*Given data:*
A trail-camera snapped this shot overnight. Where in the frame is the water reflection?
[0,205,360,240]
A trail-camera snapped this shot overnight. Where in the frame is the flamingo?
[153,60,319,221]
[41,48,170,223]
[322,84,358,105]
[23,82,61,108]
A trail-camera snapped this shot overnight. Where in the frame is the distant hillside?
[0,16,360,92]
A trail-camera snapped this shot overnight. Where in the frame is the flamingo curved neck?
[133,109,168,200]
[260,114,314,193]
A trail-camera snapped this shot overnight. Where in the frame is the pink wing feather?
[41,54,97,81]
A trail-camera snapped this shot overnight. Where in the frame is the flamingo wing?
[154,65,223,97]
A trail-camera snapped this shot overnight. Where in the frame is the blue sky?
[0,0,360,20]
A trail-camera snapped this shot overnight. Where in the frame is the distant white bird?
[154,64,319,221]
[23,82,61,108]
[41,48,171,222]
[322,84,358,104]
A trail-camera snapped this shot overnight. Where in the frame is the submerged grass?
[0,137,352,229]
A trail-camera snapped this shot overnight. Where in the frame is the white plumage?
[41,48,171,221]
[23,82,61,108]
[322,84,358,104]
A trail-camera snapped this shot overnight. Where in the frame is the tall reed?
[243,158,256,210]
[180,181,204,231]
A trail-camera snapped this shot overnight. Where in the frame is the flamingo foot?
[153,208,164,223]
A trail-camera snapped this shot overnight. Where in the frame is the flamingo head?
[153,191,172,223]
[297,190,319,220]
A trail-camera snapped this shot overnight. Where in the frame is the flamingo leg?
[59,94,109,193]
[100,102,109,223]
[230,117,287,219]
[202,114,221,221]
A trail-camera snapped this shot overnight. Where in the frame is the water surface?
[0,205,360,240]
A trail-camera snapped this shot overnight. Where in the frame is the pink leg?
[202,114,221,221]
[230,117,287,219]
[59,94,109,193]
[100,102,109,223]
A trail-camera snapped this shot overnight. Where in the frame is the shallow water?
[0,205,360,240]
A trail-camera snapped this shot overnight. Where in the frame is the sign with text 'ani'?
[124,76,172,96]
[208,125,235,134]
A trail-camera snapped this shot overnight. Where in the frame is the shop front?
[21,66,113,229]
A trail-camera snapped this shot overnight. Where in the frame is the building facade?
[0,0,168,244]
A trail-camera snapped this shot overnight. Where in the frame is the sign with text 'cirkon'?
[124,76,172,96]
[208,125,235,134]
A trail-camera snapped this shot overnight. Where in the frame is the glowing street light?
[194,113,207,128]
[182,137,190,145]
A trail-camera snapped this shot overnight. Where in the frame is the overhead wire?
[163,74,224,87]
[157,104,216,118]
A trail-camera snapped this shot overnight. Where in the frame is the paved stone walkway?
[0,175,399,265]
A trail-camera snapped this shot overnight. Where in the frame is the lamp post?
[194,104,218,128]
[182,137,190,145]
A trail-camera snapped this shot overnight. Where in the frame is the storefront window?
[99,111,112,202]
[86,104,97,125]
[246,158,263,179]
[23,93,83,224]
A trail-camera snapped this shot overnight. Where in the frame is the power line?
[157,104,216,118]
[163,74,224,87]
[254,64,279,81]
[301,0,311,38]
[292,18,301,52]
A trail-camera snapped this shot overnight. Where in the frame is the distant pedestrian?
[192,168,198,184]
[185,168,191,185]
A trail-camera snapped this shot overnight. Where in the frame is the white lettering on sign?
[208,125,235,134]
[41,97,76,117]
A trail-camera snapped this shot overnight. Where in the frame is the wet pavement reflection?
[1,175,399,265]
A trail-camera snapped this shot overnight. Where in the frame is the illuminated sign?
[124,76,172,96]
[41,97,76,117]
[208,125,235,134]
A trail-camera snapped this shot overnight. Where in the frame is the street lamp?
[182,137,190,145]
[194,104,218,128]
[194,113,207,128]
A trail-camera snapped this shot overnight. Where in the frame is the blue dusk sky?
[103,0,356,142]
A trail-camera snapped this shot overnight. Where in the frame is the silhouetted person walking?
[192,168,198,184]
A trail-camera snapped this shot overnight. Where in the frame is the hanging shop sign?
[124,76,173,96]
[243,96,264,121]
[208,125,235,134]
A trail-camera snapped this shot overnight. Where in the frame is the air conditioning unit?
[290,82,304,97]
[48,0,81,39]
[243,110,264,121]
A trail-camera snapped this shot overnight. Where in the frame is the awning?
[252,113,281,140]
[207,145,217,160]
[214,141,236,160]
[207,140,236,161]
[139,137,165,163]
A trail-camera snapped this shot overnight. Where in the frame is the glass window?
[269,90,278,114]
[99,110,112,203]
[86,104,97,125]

*Exercise task:* Copy every entry above again, word for word, without changing anything.

*Correct output:*
A trail-camera snapped this shot overnight. Where in the frame is the water reflection?
[0,205,360,240]
A trail-camera snapped this shot overnight. Where in the frame is the flamingo?
[153,60,319,221]
[41,48,170,223]
[322,84,358,105]
[23,82,61,108]
A trail-camera snapped this shot overnight. Where in the frame is the distant hillside?
[0,16,360,92]
A trail-camera snapped this shot overnight. Where in the frame is the flamingo curved neck?
[133,109,168,200]
[260,114,314,193]
A trail-camera snapped this shot overnight. Where in the frame is the pink wing feather?
[41,54,97,81]
A trail-camera snapped this shot overnight. Where in the frame is the flamingo wing?
[154,65,223,97]
A trail-camera snapped this shot overnight. Where in the frame is the blue sky?
[0,0,360,20]
A trail-camera snapped this shot overnight. Where in the frame is the distant white bird?
[154,64,319,221]
[23,82,61,108]
[41,48,171,222]
[322,84,358,104]
A trail-camera snapped this shot overnight. Where in the frame is the submerged grass?
[0,137,352,229]
A trail-camera snapped this shot overnight. Where in the frame is the white plumage?
[41,48,171,221]
[23,82,61,108]
[322,84,358,104]
A trail-camera snapped this shot overnight. Where in the frame is the tall reed?
[243,158,256,210]
[180,181,204,231]
A trail-camera snapped this shot overnight. Where in the frame is the flamingo foot?
[153,208,164,223]
A trail-camera snapped this shot overnight. Where in the frame is the flamingo head?
[153,191,172,223]
[297,190,319,220]
A trail-camera snapped this shot overnight. Where in the frame is the flamingo leg?
[59,94,109,193]
[100,102,109,223]
[230,117,287,219]
[202,114,221,221]
A trail-camera snapped this shot overnight. Where in the frame is the water surface?
[0,205,360,240]
A trail-camera snapped this shot overnight. Where in the frame is the pink leg?
[202,114,221,221]
[230,117,287,219]
[59,94,109,193]
[100,102,109,223]
A trail-camera snapped this shot overnight. Where in the frame is the shallow water?
[0,205,360,240]
A trail-camera snapped this shot overnight. Where in the frame is the sign with text 'ani'?
[124,76,172,96]
[208,125,235,134]
A trail-camera snapped this shot overnight. Where in the frame is the shop front?
[21,66,113,229]
A trail-camera snapped this shot overnight. Where in the frame is the building facade?
[0,0,168,244]
A trail-camera snapped this shot overnight. Where in the frame is the sign with text 'cirkon'?
[124,76,172,96]
[208,125,235,134]
A trail-camera snapped this shot overnight. Where in the frame is the glowing street light?
[194,113,207,128]
[182,137,190,145]
A trail-camera snapped this shot overnight. Where in the frame is the overhead wire?
[163,74,224,87]
[157,104,216,118]
A trail-camera snapped this shot overnight. Where in the frame is the paved stone walkway?
[0,175,399,265]
A trail-camera snapped this shot overnight. Where in the frame is the lamp post?
[194,104,218,128]
[182,137,190,145]
A trail-camera snapped this shot overnight. Where in the frame is the storefront window?
[99,111,112,202]
[86,104,97,125]
[246,158,263,179]
[23,93,83,224]
A trail-camera snapped this shot overnight. Where in the frame is the power line?
[157,104,216,118]
[163,74,224,87]
[254,64,279,81]
[301,0,311,38]
[292,18,301,52]
A trail-camera snapped this shot overnight. Where in the frame is the distant pedestrian?
[192,168,198,184]
[185,168,191,185]
A trail-camera snapped this shot overnight. Where in the frame is the white lettering on sign?
[208,125,235,134]
[41,97,76,117]
A trail-camera snapped this shot overnight. Where in the frame is the wet pavement reflection?
[1,175,399,265]
A trail-camera snapped this shot overnight. Where in the frame is the illuminated sign?
[124,76,172,96]
[41,97,76,117]
[208,125,235,134]
A trail-camera snapped this shot overnight. Where in the frame is the street lamp?
[182,137,190,145]
[194,104,218,128]
[194,113,207,128]
A trail-camera snapped this shot overnight. Where in the frame is the blue dusk sky?
[103,0,356,142]
A trail-camera snapped this shot overnight. Where in the frame is the silhouetted person walking?
[192,168,198,184]
A trail-camera snapped this shot overnight. Where in the frame is the hanging shop sign?
[124,76,173,96]
[243,96,264,121]
[208,125,235,134]
A trail-camera snapped this shot overnight. Where in the frame is the air conditioning unit?
[290,82,304,97]
[48,0,81,39]
[243,110,264,121]
A trail-camera snapped this shot overnight. Where in the frame is the awning?
[252,113,281,140]
[207,145,217,160]
[214,141,236,160]
[207,140,236,161]
[139,137,165,163]
A trail-camera snapped this shot overnight. Where in the frame is the glass window?
[269,90,278,114]
[99,110,112,203]
[86,104,97,125]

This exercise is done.